§ Try it
Edit the article on the Patriots' Super Bowl loss below, writing out the passage from "Only the very best teams get sequels" up to and including "to Seattle’s dominance." with "beaten" replaced by "defeated".

§ Excerpted passage
Oliver Connolly 

The flawed Patriots face a harsh truth: only the very best teams get a Super Bowl sequel

Successful sequels are rare in the NFL. And New England showed enough holes on Sunday to suggest making it back to the big dance soon will be tough
  
  

Drake Maye contemplates defeat in Sunday’s Super Bowl.
Drake Maye contemplates defeat in Sunday’s Super Bowl.
Photograph: Julio Cortez/AP

The greatest lie a fanbase tells itself is that there is always next year.

It is the softest landing spot in sport, a comfort blanket after a crushing defeat. Next year, we’ll be healthier. Next year, we’ll fix our offensive line. Next year, we’ll add that superstar receiver and retain all our guys. Next year.

Dan Marino has been here. He lost a Super Bowl in his second season with the Miami Dolphins and spent the rest of his Hall of Fame career chasing a return. Joe Burrow was here just a few years ago, a drive away from a ring. The Cincinnati Bengals were confident – certain, even – a Super Bowl berth was the start of something, not the end. But they quickly evaporated, and Burrow has trudged through disappointing seasons ever since.

“Look, I told those guys. This may have been our only shot,” Detroit Lions coach Dan Campbell said after his team’s playoff exit last season, sounding like a man who had peeked behind the curtain.

Only the very best teams get sequels in the NFL – the likes of Patrick Mahomes’ Kansas City Chiefs or Tom Brady’s version of the New England Patriots. This version of the Patriots showed on Sunday that they’re good, but not special. They were beaten by the Seahawks 29-13, with the final score doing a disservice to Seattle’s dominance.

The Patriots didn’t just come up short; they were flattened. For much of the game, they could barely move the ball on offense, relying on their all-world defense to keep them within striking distance of a comeback. Drake Maye put together a historically poor Super Bowl performance, flailing under constant pressure from Seattle’s defensive front. There were flashes late on, a hint of hope, but the Seahawks showed there are levels in championship games.

“As great as it is, I wish the season just kept going,” Seahawks coach Mike Macdonald said after his team’s win. Even covered in champagne, Macdonald understood the fragility of the moment. He may never crest this high again. There is a reason Drew Brees and Aaron Rodgers own the same number of titles as Nick Foles and Trent Dilfer. Making the Super Bowl is physically and mentally gruelling. It requires an uncommon alignment of talent and luck. When those breaks fall right for a team, they need to cash in.

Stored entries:
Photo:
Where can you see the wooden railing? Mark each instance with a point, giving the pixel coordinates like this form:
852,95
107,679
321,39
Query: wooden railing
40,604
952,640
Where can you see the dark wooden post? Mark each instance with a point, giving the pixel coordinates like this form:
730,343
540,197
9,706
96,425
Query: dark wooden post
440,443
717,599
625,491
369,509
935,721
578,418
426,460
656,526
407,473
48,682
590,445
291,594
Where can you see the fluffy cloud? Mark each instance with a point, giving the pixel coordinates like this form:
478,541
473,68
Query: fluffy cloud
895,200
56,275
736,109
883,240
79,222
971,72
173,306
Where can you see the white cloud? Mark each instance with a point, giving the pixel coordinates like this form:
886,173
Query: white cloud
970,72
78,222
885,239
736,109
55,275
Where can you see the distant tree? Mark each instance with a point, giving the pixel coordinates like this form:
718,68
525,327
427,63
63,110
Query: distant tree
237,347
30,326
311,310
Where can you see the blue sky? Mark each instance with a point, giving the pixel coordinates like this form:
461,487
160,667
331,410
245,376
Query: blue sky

§ Answer space
Only the very best teams get sequels in the NFL – the likes of Patrick Mahomes’ Kansas City Chiefs or Tom Brady’s version of the New England Patriots. This version of the Patriots showed on Sunday that they’re good, but not special. They were defeated by the Seahawks 29-13, with the final score doing a disservice to Seattle’s dominance.